Dataset excerpts:
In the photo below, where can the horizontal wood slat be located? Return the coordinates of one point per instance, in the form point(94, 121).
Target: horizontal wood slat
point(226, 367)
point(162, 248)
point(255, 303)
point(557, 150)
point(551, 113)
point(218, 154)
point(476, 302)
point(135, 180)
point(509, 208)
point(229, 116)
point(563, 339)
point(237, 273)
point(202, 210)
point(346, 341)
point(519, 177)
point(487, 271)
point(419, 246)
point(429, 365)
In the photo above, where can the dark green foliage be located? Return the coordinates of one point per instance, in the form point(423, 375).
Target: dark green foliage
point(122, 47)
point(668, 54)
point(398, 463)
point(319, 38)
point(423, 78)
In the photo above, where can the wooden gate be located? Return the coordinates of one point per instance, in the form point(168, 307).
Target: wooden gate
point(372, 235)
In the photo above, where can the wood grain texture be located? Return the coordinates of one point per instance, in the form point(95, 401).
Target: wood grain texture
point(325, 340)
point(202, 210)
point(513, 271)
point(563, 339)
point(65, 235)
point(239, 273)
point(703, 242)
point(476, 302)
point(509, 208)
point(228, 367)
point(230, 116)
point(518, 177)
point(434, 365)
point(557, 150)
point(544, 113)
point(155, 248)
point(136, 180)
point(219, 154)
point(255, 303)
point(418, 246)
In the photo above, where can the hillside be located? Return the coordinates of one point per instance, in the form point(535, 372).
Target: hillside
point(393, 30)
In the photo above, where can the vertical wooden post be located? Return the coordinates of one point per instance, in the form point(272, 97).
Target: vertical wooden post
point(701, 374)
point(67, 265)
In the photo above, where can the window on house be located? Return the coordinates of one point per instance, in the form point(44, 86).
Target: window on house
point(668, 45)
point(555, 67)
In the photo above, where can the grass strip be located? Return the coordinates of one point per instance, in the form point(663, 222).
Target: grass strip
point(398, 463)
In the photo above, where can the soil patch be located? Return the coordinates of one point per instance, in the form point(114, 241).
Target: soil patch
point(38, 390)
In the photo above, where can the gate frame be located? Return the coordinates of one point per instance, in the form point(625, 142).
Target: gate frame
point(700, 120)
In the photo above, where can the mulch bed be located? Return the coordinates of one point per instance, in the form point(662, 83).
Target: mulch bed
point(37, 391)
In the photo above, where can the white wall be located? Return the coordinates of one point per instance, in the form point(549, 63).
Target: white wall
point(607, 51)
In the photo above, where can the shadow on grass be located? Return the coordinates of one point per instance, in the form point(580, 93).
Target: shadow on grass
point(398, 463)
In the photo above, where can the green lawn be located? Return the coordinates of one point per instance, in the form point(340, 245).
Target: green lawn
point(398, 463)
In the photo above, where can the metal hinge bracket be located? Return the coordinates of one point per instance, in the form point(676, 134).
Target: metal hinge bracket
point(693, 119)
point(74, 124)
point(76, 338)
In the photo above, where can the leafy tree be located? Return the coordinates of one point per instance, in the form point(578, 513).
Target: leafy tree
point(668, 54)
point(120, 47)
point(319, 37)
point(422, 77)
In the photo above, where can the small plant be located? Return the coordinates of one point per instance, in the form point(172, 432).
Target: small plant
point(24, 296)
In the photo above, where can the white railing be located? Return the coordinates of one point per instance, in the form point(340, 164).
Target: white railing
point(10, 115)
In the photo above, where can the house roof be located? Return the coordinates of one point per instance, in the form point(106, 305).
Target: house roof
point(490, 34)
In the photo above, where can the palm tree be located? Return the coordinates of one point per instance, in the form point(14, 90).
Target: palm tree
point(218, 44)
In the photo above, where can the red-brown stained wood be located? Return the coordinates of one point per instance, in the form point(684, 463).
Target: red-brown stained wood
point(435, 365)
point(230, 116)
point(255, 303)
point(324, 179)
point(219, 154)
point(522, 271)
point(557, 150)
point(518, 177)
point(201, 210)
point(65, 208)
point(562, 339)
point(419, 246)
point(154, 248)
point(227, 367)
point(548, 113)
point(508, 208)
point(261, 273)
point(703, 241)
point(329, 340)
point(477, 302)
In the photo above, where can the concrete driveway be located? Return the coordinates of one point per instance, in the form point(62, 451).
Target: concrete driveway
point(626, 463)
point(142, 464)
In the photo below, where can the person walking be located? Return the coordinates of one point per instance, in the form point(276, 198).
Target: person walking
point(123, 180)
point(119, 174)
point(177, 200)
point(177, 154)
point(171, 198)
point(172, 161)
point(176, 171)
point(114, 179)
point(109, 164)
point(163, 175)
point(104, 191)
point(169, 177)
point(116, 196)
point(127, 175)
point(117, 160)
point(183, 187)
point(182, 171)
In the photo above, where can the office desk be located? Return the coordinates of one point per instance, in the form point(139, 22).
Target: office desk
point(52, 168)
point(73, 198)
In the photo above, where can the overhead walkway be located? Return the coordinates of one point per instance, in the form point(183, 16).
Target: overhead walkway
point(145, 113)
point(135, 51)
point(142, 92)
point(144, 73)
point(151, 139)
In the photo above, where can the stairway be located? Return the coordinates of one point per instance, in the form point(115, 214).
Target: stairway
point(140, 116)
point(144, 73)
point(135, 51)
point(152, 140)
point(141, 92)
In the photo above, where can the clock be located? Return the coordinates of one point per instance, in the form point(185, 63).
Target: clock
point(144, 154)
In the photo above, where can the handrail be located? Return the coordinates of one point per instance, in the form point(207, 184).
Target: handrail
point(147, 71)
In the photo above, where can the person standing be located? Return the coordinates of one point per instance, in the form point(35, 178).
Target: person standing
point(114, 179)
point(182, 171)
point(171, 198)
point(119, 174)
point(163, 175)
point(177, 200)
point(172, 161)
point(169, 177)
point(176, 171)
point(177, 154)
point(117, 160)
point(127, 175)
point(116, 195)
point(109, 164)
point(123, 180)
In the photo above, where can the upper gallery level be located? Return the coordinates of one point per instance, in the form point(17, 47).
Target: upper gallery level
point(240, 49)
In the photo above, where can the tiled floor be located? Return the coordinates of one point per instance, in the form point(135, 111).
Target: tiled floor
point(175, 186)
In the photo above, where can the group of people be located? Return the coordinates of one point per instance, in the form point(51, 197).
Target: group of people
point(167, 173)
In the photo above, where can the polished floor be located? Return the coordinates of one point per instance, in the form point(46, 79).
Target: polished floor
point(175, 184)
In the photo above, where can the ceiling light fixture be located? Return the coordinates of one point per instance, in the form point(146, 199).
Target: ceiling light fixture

Exercise
Set down the data in full, word for word.

Output of the task
In the photo below, where can the horizontal wood slat be located? Return the coordinates of one point per instance, in the form point(94, 121).
Target: horizontal wood slat
point(226, 367)
point(162, 248)
point(255, 303)
point(557, 150)
point(551, 113)
point(218, 154)
point(476, 302)
point(135, 180)
point(509, 208)
point(229, 116)
point(563, 339)
point(237, 273)
point(202, 210)
point(346, 341)
point(519, 177)
point(487, 271)
point(419, 246)
point(429, 365)
In the photo above, where can the dark green foliage be located? Return the coordinates of one point per instance, in the form point(423, 375).
Target: dark green foliage
point(122, 47)
point(668, 54)
point(398, 463)
point(319, 38)
point(423, 78)
In the photo above, where can the wooden gate be located? Return the coordinates of one point per instance, in the form point(168, 307).
Target: wooden gate
point(372, 235)
In the photo above, where can the wood grain texture be located? Return the coordinates of one point per instance, in the form point(95, 401).
Target: wood grain texture
point(325, 340)
point(202, 210)
point(513, 271)
point(563, 339)
point(65, 235)
point(239, 273)
point(703, 242)
point(476, 302)
point(509, 208)
point(228, 367)
point(230, 116)
point(518, 177)
point(434, 365)
point(557, 150)
point(544, 113)
point(155, 248)
point(136, 180)
point(219, 154)
point(255, 303)
point(418, 246)
In the photo above, where can the hillside be located? Return the coordinates of one point per instance, in the form point(535, 372).
Target: hillside
point(393, 30)
In the photo above, where can the vertical wooden post be located? Return the coordinates of one point per instance, in the form point(272, 97).
Target: vertical wooden post
point(701, 374)
point(67, 265)
In the photo above, where can the window on house be located? Return the coordinates of one point per instance, in the form point(44, 86).
Target: window on house
point(668, 45)
point(555, 67)
In the photo above, where can the grass strip be located? Return the coordinates of one point per instance, in the form point(663, 222).
Target: grass strip
point(398, 463)
In the photo above, where can the soil patch be located? Return the coordinates of one point per instance, in the form point(114, 241).
Target: soil patch
point(38, 390)
In the photo above, where can the gate frame be located? Return the coordinates of one point per instance, in the form point(625, 142).
Target: gate frame
point(700, 120)
In the photo above, where can the mulch bed be located? Return the coordinates of one point per instance, in the form point(662, 83).
Target: mulch bed
point(37, 391)
In the photo above, where can the white wall be located? Return the coordinates of one point per instance, in the form point(549, 63).
Target: white wall
point(607, 51)
In the photo above, where can the shadow on grass be located? Return the coordinates of one point per instance, in the form point(580, 93).
Target: shadow on grass
point(398, 463)
In the photo above, where can the green lawn be located? Return the coordinates of one point per instance, in the form point(340, 245).
Target: green lawn
point(398, 463)
In the photo above, where can the metal hinge bracket be located? Return the coordinates of one point per instance, in the form point(676, 134).
Target: metal hinge bracket
point(693, 119)
point(74, 124)
point(76, 338)
In the photo above, where can the leafy tree be located? Return the coordinates of one point per instance, in the form point(578, 513).
Target: leafy tree
point(668, 54)
point(120, 47)
point(319, 37)
point(422, 77)
In the photo above, where can the small plant be located? Return the coordinates of one point per instance, in the form point(172, 432).
Target: small plant
point(24, 296)
In the photo above, where can the white railing be located? Return the coordinates of one point per instance, in the form point(340, 164).
Target: white railing
point(10, 115)
In the photo above, where can the house roof be located? Return the coordinates of one point per instance, in the form point(106, 305).
Target: house roof
point(490, 34)
In the photo above, where can the palm tree be located? Return the coordinates of one point per instance, in the form point(14, 90).
Target: palm tree
point(218, 44)
In the photo above, where can the red-brown stained wood be located? Return the coordinates of one point per instance, in the form point(684, 463).
Target: red-brown stained wood
point(435, 365)
point(230, 116)
point(255, 303)
point(324, 179)
point(219, 154)
point(522, 271)
point(557, 150)
point(518, 177)
point(201, 210)
point(65, 208)
point(562, 339)
point(419, 246)
point(154, 248)
point(227, 367)
point(548, 113)
point(508, 208)
point(261, 273)
point(703, 241)
point(329, 340)
point(477, 302)
In the photo above, where can the concrete driveway be located? Return the coordinates of one point per instance, in the form point(62, 451).
Target: concrete driveway
point(626, 463)
point(142, 464)
In the photo below, where can the person walking be located? Return the coordinates of one point per instance, in the form point(276, 198).
Target: person walking
point(123, 180)
point(119, 174)
point(177, 200)
point(177, 154)
point(171, 198)
point(172, 161)
point(176, 171)
point(114, 179)
point(109, 164)
point(163, 175)
point(104, 191)
point(169, 177)
point(116, 196)
point(127, 175)
point(117, 160)
point(183, 187)
point(182, 171)
In the photo above, where can the office desk be located? Return the coordinates of one point per instance, in the form point(139, 22).
Target: office desk
point(52, 168)
point(73, 198)
In the photo above, where can the overhead walkway be located? Return the coordinates of one point per instance, in the form point(183, 16).
Target: overhead walkway
point(145, 113)
point(135, 51)
point(142, 92)
point(144, 73)
point(151, 139)
In the photo above, where can the stairway be located? Return the coordinates of one point per instance, in the form point(115, 214).
Target: stairway
point(140, 116)
point(144, 73)
point(135, 51)
point(152, 140)
point(141, 92)
In the photo above, where can the clock be located? Return the coordinates of one point per instance, in the form point(185, 63).
Target: clock
point(144, 154)
In the photo above, where can the handrail be located? Return the coordinates of one point per instance, in the form point(207, 184).
Target: handrail
point(147, 71)
In the photo above, where can the person standing be located? Return the coordinates of one point per instance, in the form point(35, 178).
Target: person standing
point(114, 179)
point(182, 171)
point(171, 198)
point(119, 174)
point(163, 175)
point(177, 200)
point(172, 161)
point(169, 177)
point(176, 171)
point(177, 154)
point(117, 160)
point(127, 175)
point(116, 195)
point(109, 164)
point(123, 180)
In the photo above, where can the upper gallery level be located? Return the coordinates of one point per instance, in the form point(17, 47).
Target: upper gallery level
point(240, 49)
In the photo above, where can the tiled floor be located? Return the coordinates of one point per instance, in the form point(135, 111).
Target: tiled floor
point(175, 186)
In the photo above, where can the group of people be located? Return the coordinates of one point per instance, in the form point(51, 197).
Target: group of people
point(167, 173)
In the photo above, where can the polished floor be located? Return the coordinates of one point per instance, in the form point(46, 79).
Target: polished floor
point(175, 184)
In the photo above, where can the ceiling light fixture be located? Return the coordinates of one point per instance, in the form point(146, 199).
Target: ceiling light fixture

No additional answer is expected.